The NICT Japanese Learner English (JLE) Corpus
Japanese Page
Overview
In 2004, National Institute of Information and Communications Technology created a learner corpus, The NICT JLE Corpus. The source of the corpus data is the transcripts of the audio-recorded speech samples (1,281 samples, 1.2 million words, 300 hours in total) of English oral proficiency interview test, ACTFL-ALC SST (Standard Speaking Test).
Unique Features
- Proficiency Level
- The advantage of using the SST data as a source is that each speaker's data includes his or her proficiency level (9 levels) based on the SST scoring method, which makes it possible to easily analyze and compare the characteristics of interlanguage of each developmental stage. This is one of the strengths of The NICT JLE Corpus that cannot be often found in other learner corpora.

## DATASET ROWS
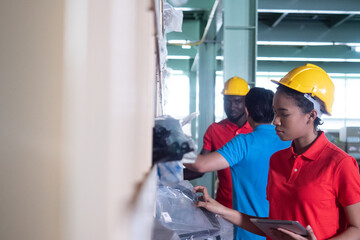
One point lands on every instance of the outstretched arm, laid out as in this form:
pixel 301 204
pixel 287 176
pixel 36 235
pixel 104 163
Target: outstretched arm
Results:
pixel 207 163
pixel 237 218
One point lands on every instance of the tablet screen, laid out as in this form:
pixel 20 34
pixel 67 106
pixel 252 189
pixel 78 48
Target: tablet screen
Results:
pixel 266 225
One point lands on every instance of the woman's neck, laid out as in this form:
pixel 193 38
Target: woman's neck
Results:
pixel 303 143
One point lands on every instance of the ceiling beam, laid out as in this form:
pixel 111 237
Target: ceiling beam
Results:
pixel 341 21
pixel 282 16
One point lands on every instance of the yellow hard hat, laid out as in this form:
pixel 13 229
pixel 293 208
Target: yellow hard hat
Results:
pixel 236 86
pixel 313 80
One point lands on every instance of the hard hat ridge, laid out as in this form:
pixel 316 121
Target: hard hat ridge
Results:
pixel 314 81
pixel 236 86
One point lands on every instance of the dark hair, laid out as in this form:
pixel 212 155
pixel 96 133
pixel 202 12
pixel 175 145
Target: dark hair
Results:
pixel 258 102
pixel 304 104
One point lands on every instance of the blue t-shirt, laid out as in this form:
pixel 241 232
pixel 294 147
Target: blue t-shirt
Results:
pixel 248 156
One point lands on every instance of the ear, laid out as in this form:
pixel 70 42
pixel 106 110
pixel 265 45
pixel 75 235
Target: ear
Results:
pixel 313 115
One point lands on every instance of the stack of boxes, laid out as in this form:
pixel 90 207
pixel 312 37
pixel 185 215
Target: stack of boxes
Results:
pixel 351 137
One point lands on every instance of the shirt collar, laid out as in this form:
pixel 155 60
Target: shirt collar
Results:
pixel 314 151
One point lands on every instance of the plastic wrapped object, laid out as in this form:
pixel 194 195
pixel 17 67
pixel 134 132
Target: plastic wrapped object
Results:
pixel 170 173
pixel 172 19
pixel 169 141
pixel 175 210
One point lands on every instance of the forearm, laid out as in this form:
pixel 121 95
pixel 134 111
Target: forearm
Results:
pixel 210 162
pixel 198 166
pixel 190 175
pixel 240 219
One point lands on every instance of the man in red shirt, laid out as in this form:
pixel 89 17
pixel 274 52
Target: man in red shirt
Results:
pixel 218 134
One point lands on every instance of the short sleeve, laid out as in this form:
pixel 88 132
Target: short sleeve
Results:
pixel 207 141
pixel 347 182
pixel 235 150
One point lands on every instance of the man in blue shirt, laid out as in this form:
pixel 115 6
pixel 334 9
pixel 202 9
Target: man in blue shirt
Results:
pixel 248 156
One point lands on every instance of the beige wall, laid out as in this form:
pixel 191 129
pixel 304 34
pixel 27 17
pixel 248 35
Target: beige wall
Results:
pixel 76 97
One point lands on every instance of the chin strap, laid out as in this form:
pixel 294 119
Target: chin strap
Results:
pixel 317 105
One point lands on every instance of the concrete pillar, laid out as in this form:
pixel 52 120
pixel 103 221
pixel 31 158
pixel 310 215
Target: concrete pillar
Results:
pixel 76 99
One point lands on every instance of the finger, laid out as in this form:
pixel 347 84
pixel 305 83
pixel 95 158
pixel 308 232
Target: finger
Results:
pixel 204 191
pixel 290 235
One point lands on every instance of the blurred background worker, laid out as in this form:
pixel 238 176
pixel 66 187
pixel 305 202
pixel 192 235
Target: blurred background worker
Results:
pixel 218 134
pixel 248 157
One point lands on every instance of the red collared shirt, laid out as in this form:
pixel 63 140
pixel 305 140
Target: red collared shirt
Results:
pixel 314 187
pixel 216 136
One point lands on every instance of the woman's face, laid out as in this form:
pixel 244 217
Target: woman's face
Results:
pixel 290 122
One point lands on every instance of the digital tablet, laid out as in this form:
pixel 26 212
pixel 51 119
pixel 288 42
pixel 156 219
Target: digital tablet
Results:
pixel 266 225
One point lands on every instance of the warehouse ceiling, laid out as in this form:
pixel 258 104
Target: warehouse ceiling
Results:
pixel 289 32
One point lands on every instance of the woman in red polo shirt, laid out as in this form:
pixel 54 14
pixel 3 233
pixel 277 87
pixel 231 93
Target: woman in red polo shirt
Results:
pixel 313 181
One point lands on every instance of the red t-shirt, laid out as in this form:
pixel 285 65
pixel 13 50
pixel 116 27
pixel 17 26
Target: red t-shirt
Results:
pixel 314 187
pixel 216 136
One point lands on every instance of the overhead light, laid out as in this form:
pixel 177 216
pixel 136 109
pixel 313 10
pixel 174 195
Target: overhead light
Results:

## TASK LIST
1. Transcribe the stretch from "The NICT Japanese" through "other learner corpora." in the corpus description.
2. Summarize the corpus description in two sentences.

## CORRECT ANSWERS
1.
The NICT Japanese Learner English (JLE) Corpus
Japanese Page
Overview
In 2004, National Institute of Information and Communications Technology created a learner corpus, The NICT JLE Corpus. The source of the corpus data is the transcripts of the audio-recorded speech samples (1,281 samples, 1.2 million words, 300 hours in total) of English oral proficiency interview test, ACTFL-ALC SST (Standard Speaking Test).
Unique Features
- Proficiency Level
- The advantage of using the SST data as a source is that each speaker's data includes his or her proficiency level (9 levels) based on the SST scoring method, which makes it possible to easily analyze and compare the characteristics of interlanguage of each developmental stage. This is one of the strengths of The NICT JLE Corpus that cannot be often found in other learner corpora.

2. In 2004, the National Institute of Information and Communications Technology created The NICT JLE Corpus, a learner corpus built from transcripts of 1,281 audio-recorded speech samples from the ACTFL-ALC Standard Speaking Test, an English oral proficiency interview test. Each speaker's data includes a proficiency level on the nine-level SST scale, which makes it easy to analyze and compare the characteristics of interlanguage at each developmental stage.